North Carolina – Tennessee Monuments Group
What These Trees Witnessed
The Charlotte, N.C., Artillery was one of four artillery units which the battalion of Maj. William T. Poague. These four units were arrayed here on Seminary Ridge immediately to the south of the artillery units of Pegram’s Battalion. The Charlotte Artillery, commanded by Capt. Joseph Graham, was the northern-most of the units.
According to the marker for this unit, the Charlotte Artillery arrived at this position on the evening of July 2, and participated in the artillery barrage in the early afternoon that preceded Pickett’s Charge (the tablet calls the attack “Longstreet’s assault”).
Then, it was through these trees that the right wing of Brig. Gen. Joseph R. Davis’ mostly Mississippi brigade and left wing of Col. James K. Marshall’s North Carolina Brigade passed at the commencement of Pickett’s Charge.
The Trees
Five witness trees appear in a single remarkable photograph taken by J.I. Mumper in the early 20th century (see Figure P-1). The image was published in a 1909 picture album, and also was featured on a postcard which dates back to 1907. Four of the trees are large white oaks; but the fifth, a pignut hickory, is astounding for its small diameter, only 14 inches. But photographs demonstrate that this tree was definitely present in the second half of the 19th century, and calculations suggest it is a witness – the smallest and slowest growing witness tree identified on this website. Click below to see the analysis of Witness Tree #5, named after George Pickett:
Witness Trees #1-#4: Recognizing Special Confederates
We employ the four white oak witness trees located on West Confederate Avenue here between the North Carolina and Tennessee monuments to give due recognition to an unusual group of Confederate soldiers: Jewish Confederates (#1), black Confederates (#2), a pair of brothers (#3), and a father-son pair (#4), the latter three sets of which recognize individual men who fought at Gettysburg.
Witness Tree #5: a Small Man for a Small Tree
July 3, 1863, was the worst day of the war for Maj. Gen. George E. Pickett, the commander of the left wing of the Confederate attack which is most commonly referred to Pickett’s Charge. Pickett led from behind, hiding in the woods and behind the Codori Barn, as he watched his division of brave Virginians get decimated as they tried to capture Cemetery Ridge. Hence, we dedicate the smallest witness tree on this website to the smallest man on the battlefield of July 3, 1863.
Identification
Witness trees #1 and #2 were identified by the author and Greg Gober together using a photograph not reproduced here. The remaining three witness trees were identified, using the photograph appearing in Figure P-1 below, by the author.
Witness Tree #1
Maj. Raphael Moses Witness Tree
Tree Species: white oak
Circumference 2023: 87”
Diameter: 27.7”
Calculated Average Growth Rate: 8.3 years / inch diameter
Estimated age: 200+ years
Estimated diameter in 1863: 8-8.5”
GPS: 39.818226N, 77.24782W
This witness tree stands closer to the road (which was laid and paved in 1895) than its twin behind it, and seems to have grown at a slower rate – my estimate is about 8 years to grow each inch of diameter, based on a diameter ratio 1907:2023 of 0.5 – than the other as well. The tree is easily over two centuries old, and possessed a diameter of about 8 inches at the time of the battle.

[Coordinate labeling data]
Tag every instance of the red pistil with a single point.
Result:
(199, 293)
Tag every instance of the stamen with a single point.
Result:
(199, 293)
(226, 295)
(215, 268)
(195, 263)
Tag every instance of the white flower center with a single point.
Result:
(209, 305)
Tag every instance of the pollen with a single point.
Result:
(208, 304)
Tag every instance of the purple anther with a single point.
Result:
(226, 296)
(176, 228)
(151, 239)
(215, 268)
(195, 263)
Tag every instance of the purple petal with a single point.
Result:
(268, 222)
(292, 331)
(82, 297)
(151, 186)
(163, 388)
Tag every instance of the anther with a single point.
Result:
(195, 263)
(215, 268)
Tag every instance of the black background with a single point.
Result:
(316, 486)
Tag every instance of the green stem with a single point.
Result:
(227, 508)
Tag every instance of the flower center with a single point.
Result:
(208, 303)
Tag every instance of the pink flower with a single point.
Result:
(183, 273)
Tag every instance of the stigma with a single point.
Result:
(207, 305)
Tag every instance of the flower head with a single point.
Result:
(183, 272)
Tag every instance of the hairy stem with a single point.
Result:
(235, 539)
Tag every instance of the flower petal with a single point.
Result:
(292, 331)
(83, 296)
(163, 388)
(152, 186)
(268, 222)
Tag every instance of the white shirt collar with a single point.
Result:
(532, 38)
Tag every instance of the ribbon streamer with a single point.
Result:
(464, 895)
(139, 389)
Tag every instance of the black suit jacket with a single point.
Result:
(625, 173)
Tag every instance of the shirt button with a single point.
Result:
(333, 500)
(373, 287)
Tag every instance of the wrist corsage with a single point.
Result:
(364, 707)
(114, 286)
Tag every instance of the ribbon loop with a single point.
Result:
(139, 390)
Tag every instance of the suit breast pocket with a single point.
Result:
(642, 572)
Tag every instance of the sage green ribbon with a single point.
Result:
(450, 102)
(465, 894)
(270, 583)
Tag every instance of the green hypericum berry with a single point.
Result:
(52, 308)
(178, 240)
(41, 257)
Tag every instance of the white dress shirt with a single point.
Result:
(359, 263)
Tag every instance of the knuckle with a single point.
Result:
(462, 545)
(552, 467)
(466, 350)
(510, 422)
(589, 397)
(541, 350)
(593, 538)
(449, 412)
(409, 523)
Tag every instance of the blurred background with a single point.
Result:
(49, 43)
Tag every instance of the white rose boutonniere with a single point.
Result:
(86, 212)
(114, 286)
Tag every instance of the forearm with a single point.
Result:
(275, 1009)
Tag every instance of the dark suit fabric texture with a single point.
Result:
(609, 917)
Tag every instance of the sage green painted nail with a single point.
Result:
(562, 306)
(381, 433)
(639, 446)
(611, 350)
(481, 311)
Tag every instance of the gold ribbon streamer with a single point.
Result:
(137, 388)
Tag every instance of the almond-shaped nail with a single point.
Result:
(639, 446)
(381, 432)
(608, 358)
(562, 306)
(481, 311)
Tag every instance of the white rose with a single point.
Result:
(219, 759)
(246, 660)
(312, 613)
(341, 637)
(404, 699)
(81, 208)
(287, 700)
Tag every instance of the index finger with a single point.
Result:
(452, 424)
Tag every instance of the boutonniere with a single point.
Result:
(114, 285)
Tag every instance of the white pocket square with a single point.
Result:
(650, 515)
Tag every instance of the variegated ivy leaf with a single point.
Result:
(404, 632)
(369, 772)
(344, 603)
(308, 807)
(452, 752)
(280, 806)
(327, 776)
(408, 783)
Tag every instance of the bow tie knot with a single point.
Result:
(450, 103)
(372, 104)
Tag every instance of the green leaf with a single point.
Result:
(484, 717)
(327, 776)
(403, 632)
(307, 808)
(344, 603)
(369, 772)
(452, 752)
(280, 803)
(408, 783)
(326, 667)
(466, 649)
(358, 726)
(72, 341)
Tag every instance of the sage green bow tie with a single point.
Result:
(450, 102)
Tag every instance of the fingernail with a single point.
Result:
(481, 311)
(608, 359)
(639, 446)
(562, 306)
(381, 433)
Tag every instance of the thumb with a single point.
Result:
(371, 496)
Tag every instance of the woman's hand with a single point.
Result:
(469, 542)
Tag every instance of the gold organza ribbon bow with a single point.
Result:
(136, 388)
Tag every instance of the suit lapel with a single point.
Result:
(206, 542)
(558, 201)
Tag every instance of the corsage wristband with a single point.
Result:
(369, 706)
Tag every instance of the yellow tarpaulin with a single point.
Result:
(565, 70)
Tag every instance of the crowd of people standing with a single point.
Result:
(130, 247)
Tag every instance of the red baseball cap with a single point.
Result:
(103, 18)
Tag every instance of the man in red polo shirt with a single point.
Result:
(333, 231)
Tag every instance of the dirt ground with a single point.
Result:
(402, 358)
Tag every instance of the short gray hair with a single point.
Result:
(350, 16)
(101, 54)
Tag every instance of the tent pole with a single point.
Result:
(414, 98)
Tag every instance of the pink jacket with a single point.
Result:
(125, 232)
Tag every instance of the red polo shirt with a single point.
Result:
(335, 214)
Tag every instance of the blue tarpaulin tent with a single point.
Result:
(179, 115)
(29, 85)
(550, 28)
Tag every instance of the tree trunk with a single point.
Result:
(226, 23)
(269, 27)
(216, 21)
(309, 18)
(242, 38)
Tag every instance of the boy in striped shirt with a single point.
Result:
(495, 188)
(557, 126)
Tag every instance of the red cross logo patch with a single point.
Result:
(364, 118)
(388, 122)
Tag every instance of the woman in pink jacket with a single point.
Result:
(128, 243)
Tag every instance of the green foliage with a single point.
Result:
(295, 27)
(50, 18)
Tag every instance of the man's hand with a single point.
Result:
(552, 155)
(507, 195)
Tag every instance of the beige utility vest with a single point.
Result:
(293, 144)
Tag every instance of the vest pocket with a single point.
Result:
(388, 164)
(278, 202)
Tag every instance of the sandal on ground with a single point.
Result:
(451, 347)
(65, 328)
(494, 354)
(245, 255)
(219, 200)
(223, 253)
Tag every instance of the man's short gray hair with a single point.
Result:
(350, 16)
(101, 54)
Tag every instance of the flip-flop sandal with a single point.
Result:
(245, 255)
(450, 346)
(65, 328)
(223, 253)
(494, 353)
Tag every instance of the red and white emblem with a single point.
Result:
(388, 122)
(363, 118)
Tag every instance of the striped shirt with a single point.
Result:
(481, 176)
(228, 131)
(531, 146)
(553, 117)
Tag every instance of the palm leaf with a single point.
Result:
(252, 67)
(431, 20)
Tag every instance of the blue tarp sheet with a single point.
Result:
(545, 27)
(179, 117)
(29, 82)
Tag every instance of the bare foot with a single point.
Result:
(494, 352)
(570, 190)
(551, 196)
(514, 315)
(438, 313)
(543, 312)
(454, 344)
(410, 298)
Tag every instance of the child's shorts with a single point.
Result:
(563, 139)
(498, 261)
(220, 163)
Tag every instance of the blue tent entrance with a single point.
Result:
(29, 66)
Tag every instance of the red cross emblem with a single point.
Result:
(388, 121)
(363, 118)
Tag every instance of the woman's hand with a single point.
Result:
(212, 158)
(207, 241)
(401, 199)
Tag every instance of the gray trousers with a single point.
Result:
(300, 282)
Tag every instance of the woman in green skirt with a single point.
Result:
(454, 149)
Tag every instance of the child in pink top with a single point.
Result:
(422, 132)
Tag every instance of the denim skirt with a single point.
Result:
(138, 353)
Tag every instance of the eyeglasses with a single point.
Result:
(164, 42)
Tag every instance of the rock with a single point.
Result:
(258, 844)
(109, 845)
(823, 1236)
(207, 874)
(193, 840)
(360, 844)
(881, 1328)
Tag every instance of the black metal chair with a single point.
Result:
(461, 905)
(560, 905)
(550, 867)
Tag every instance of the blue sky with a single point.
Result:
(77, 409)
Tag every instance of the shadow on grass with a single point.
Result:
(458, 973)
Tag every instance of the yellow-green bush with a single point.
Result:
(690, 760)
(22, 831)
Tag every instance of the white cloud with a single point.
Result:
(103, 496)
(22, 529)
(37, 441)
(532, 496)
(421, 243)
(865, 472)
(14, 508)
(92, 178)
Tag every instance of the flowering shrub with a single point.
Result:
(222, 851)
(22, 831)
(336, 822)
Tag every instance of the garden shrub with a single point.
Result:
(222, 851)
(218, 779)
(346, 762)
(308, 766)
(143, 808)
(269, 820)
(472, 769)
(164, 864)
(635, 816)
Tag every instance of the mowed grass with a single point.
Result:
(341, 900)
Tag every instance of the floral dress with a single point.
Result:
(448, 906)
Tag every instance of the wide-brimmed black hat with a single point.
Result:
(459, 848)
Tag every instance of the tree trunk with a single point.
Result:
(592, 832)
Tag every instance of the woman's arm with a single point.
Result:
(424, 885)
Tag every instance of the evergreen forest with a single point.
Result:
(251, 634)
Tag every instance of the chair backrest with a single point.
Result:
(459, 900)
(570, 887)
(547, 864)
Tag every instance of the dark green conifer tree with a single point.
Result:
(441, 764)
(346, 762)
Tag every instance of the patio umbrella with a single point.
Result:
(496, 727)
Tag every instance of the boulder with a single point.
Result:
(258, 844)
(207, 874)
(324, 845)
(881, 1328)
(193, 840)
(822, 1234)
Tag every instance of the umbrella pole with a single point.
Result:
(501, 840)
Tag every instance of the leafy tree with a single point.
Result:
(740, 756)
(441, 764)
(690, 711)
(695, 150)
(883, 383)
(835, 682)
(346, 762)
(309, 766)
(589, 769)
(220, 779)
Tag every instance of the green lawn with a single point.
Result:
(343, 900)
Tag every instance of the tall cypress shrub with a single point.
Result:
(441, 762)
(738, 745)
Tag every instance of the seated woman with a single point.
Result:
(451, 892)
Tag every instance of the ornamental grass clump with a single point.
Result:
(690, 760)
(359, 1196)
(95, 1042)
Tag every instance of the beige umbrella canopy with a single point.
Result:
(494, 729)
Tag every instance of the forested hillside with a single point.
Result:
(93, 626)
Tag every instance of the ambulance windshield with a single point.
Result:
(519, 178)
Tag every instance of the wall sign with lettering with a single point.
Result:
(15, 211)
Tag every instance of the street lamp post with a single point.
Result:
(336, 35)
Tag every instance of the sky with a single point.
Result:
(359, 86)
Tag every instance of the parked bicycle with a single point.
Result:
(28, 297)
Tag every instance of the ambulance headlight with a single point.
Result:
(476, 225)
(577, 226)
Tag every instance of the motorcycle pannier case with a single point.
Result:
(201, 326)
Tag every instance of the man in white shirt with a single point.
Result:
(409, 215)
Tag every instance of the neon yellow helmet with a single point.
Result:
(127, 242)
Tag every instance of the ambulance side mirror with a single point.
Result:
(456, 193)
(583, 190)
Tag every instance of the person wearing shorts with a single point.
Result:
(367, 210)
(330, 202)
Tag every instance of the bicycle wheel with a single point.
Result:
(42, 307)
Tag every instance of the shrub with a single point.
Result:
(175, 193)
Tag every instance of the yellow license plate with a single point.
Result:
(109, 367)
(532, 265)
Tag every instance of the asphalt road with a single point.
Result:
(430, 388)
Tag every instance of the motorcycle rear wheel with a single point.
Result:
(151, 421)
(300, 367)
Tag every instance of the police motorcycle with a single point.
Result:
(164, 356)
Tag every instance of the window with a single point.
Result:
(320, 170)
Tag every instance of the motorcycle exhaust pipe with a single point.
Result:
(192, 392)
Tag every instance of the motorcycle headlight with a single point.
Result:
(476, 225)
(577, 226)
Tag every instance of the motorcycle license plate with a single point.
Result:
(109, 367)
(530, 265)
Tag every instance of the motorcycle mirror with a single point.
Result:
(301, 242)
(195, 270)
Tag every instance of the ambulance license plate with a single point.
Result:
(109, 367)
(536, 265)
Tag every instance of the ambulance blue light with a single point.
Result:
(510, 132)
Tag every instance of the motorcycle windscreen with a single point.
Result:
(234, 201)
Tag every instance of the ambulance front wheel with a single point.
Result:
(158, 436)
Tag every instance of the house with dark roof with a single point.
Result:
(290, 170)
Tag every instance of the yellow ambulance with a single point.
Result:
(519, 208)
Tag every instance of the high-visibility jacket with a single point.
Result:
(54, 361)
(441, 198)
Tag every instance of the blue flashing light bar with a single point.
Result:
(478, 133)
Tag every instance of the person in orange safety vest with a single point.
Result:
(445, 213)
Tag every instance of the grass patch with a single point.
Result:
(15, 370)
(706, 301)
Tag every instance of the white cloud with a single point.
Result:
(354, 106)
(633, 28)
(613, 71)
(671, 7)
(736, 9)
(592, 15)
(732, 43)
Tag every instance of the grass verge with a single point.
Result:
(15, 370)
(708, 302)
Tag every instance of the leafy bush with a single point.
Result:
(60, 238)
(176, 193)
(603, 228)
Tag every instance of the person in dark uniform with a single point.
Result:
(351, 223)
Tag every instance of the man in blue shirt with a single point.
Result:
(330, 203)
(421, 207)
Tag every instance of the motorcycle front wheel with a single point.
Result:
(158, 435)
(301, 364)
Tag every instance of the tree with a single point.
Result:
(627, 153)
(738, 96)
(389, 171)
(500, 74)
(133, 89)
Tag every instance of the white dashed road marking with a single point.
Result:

*Goals*:
a) Please write out the part of the witness tree text that runs from "North Carolina –" down to "of Pickett’s Charge.".
b) Summarize the witness tree text in two sentences.

*Task solutions*:
a)
North Carolina – Tennessee Monuments Group
What These Trees Witnessed
The Charlotte, N.C., Artillery was one of four artillery units which the battalion of Maj. William T. Poague. These four units were arrayed here on Seminary Ridge immediately to the south of the artillery units of Pegram’s Battalion. The Charlotte Artillery, commanded by Capt. Joseph Graham, was the northern-most of the units.
According to the marker for this unit, the Charlotte Artillery arrived at this position on the evening of July 2, and participated in the artillery barrage in the early afternoon that preceded Pickett’s Charge (the tablet calls the attack “Longstreet’s assault”).
Then, it was through these trees that the right wing of Brig. Gen. Joseph R. Davis’ mostly Mississippi brigade and left wing of Col. James K. Marshall’s North Carolina Brigade passed at the commencement of Pickett’s Charge.

b) The text places the Charlotte Artillery on Seminary Ridge, where it joined the barrage that preceded Pickett's Charge, and describes five witness trees at the site that appear in an early 20th-century photograph by J.I. Mumper. Four white oaks recognize Jewish Confederates, black Confederates, a pair of brothers and a father-son pair, while the small pignut hickory is named for George Pickett, and Tree #1, the Maj. Raphael Moses tree, is estimated at over 200 years old with a diameter of about 8 inches in 1863.